Gather every line in the listing below that contains the string "surface" and copy each one in full. Case is significant.

— start Provided material —

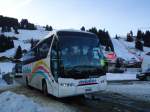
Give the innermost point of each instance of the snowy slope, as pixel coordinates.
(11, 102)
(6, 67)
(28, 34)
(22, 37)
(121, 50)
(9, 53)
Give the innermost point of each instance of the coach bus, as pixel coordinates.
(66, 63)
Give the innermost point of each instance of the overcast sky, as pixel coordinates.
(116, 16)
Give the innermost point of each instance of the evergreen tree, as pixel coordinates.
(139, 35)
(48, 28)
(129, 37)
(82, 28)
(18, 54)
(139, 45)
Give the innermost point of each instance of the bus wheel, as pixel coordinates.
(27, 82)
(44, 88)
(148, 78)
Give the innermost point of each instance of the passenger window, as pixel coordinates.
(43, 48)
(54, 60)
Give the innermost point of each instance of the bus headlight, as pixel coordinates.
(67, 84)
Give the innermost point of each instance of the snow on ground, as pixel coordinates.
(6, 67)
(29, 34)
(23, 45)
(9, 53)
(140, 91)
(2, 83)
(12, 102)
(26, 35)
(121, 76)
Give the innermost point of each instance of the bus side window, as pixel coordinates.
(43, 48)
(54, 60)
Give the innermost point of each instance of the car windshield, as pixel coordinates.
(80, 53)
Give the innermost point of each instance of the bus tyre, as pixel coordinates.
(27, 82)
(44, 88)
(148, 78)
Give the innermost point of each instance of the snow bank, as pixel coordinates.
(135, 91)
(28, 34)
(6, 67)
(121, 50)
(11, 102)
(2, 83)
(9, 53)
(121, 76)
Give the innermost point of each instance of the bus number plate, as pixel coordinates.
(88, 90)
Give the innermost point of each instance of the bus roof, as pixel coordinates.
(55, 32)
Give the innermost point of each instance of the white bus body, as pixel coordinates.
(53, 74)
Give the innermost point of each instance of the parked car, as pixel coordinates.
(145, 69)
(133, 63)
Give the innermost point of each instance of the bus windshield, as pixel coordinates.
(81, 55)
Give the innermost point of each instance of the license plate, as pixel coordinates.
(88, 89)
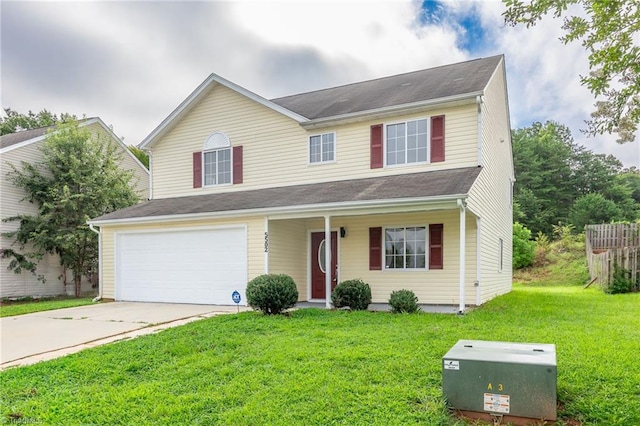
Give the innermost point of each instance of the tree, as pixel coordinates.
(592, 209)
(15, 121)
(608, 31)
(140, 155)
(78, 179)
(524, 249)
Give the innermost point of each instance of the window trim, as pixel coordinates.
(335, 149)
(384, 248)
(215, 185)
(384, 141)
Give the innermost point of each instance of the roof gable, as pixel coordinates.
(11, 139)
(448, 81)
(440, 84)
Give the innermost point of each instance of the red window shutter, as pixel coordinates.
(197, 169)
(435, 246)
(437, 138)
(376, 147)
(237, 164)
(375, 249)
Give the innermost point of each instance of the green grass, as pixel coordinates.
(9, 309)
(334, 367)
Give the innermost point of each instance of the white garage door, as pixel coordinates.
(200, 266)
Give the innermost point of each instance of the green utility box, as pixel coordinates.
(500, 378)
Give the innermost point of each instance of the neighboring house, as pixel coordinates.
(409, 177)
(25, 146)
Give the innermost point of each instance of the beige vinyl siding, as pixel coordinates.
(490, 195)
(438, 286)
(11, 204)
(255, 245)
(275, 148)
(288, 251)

— end Provided material —
— start Provided material —

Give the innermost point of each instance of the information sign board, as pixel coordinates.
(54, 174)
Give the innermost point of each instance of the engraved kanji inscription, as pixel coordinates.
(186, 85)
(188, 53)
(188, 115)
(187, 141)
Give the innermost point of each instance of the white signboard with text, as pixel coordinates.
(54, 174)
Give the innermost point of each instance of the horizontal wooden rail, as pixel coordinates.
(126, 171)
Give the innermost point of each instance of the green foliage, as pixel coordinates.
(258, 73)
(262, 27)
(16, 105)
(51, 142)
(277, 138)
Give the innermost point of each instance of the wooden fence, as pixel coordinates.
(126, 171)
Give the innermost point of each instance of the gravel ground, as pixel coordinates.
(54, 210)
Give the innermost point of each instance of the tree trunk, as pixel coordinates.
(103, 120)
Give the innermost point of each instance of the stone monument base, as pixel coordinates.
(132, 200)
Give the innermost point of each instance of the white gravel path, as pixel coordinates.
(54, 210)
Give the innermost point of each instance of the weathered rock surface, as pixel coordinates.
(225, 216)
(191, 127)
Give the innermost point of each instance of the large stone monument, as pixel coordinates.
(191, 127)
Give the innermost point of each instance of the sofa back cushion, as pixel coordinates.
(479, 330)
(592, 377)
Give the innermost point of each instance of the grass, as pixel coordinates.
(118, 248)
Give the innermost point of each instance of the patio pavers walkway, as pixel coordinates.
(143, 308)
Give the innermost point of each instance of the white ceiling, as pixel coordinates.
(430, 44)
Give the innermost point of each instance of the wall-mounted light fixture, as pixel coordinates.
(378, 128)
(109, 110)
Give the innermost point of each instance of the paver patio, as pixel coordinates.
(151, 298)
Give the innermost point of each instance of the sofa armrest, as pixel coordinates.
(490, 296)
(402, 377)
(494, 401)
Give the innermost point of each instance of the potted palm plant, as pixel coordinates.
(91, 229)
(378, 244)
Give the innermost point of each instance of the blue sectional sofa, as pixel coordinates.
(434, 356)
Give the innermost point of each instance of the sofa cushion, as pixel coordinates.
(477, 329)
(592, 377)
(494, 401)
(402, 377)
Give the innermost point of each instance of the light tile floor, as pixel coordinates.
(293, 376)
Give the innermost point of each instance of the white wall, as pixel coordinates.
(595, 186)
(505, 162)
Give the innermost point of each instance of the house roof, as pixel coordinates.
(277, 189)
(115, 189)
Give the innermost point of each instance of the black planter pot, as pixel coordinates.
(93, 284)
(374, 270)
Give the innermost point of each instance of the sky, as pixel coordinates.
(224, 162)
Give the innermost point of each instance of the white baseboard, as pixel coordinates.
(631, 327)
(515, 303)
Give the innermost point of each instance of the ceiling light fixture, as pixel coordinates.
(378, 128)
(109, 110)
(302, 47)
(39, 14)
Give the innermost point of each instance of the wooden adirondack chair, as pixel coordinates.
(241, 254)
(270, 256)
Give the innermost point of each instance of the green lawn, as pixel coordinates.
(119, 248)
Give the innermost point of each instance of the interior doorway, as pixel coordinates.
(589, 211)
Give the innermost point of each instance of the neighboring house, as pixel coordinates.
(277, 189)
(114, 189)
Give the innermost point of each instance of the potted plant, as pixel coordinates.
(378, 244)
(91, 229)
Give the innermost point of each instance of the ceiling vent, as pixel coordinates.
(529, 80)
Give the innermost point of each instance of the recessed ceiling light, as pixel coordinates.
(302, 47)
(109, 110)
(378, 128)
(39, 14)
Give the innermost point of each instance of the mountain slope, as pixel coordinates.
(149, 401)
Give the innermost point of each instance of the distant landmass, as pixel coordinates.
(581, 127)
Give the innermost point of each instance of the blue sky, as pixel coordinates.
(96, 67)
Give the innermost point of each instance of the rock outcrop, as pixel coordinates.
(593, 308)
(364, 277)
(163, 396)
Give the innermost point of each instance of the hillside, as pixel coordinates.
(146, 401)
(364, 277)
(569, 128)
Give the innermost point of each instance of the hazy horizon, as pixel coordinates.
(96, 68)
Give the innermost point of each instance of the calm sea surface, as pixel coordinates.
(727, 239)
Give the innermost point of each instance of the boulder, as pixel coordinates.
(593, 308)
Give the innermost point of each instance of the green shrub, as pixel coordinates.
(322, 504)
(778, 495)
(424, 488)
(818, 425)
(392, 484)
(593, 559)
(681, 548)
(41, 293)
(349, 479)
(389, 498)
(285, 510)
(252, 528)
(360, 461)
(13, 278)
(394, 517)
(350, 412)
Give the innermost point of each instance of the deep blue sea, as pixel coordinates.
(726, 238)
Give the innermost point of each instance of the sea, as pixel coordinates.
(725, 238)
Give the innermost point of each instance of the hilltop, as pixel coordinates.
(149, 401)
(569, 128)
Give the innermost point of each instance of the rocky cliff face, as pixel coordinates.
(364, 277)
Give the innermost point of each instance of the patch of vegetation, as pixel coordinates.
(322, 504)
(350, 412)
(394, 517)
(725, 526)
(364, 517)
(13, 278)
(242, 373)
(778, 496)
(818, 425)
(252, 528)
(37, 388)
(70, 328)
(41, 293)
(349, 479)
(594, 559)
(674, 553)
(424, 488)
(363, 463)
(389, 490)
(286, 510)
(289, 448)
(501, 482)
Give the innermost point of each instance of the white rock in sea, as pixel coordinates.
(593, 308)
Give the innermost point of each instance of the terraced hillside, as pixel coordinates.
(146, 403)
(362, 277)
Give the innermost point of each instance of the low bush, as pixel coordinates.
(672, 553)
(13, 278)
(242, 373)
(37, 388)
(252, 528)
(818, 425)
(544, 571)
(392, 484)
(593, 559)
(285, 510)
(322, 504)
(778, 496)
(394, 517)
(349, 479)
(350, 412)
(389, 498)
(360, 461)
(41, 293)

— end Provided material —

| Task solution |
Give the innermost point of each instance of the weathered rock surface, as pixel coordinates.
Give the innermost point of each instance of the calm sea surface, as pixel coordinates.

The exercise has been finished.